Task instructions: For each line below that contains the word "distant", return that line.

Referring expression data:
Segment Open

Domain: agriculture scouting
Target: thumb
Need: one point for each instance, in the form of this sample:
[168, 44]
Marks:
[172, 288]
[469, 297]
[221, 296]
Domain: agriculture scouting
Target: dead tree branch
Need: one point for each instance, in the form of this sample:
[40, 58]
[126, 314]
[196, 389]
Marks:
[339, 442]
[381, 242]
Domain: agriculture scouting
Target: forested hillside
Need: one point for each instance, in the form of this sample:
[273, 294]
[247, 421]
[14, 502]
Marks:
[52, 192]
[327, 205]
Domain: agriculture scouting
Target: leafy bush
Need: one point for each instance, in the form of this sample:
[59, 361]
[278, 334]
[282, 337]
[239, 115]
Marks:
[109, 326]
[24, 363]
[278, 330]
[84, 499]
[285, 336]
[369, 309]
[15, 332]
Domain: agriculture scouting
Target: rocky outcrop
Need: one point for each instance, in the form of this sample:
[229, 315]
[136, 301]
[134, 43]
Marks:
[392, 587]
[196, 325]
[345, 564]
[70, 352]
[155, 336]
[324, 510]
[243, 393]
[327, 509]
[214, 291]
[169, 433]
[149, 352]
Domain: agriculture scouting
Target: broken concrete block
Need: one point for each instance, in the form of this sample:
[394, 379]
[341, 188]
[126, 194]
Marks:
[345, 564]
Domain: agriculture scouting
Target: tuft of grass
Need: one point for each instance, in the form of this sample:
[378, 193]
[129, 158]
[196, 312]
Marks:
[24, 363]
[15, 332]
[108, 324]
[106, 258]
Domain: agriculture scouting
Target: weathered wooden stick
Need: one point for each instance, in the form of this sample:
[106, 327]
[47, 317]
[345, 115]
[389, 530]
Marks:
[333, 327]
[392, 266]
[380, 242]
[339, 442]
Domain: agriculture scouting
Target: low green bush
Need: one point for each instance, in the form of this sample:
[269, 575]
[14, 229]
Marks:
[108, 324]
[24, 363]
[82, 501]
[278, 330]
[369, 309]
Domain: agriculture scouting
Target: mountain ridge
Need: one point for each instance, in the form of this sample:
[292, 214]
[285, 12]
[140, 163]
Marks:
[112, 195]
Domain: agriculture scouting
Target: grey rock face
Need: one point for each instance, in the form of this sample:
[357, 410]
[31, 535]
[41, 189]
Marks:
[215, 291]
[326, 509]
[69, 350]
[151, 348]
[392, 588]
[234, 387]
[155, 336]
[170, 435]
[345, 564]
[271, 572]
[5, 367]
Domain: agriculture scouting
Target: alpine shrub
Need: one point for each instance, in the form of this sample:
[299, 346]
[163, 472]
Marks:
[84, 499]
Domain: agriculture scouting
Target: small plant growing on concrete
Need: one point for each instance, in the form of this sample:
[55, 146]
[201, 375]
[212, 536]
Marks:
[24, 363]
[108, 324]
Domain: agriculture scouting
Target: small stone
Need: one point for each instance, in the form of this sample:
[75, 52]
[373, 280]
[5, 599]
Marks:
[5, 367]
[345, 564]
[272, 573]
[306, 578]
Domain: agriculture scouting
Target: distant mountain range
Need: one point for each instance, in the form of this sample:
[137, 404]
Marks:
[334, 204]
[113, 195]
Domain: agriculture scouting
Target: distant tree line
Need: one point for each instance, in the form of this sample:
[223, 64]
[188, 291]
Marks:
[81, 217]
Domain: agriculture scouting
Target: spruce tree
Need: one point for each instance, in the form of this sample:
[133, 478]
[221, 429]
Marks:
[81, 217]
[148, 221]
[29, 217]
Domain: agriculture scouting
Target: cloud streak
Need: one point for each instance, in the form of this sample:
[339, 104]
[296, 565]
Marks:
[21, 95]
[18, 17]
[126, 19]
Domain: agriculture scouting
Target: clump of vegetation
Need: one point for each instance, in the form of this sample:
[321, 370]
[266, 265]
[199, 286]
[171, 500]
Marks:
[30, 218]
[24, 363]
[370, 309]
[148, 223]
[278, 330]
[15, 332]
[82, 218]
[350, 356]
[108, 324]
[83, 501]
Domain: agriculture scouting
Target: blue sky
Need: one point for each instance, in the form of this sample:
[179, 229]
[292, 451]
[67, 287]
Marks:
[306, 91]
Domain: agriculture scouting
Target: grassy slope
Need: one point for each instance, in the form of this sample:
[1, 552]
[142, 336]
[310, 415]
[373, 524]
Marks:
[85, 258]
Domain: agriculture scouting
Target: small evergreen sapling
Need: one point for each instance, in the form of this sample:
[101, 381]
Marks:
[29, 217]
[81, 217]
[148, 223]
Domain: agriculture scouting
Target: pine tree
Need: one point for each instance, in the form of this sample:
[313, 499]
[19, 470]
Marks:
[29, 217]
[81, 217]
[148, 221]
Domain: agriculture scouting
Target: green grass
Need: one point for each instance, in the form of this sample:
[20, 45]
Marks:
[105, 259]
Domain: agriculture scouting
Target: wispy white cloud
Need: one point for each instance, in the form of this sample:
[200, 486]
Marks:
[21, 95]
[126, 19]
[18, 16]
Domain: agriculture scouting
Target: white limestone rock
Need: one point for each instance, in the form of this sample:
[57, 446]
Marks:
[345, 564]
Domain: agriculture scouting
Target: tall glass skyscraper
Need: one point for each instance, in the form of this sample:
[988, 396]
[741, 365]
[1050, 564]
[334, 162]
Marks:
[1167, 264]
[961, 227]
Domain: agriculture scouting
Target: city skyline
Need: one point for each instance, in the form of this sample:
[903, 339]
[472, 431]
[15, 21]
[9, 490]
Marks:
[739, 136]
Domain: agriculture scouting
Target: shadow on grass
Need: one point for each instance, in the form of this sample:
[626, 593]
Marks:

Segment Closed

Exercise output:
Target: distant mountain range
Target: distant tree line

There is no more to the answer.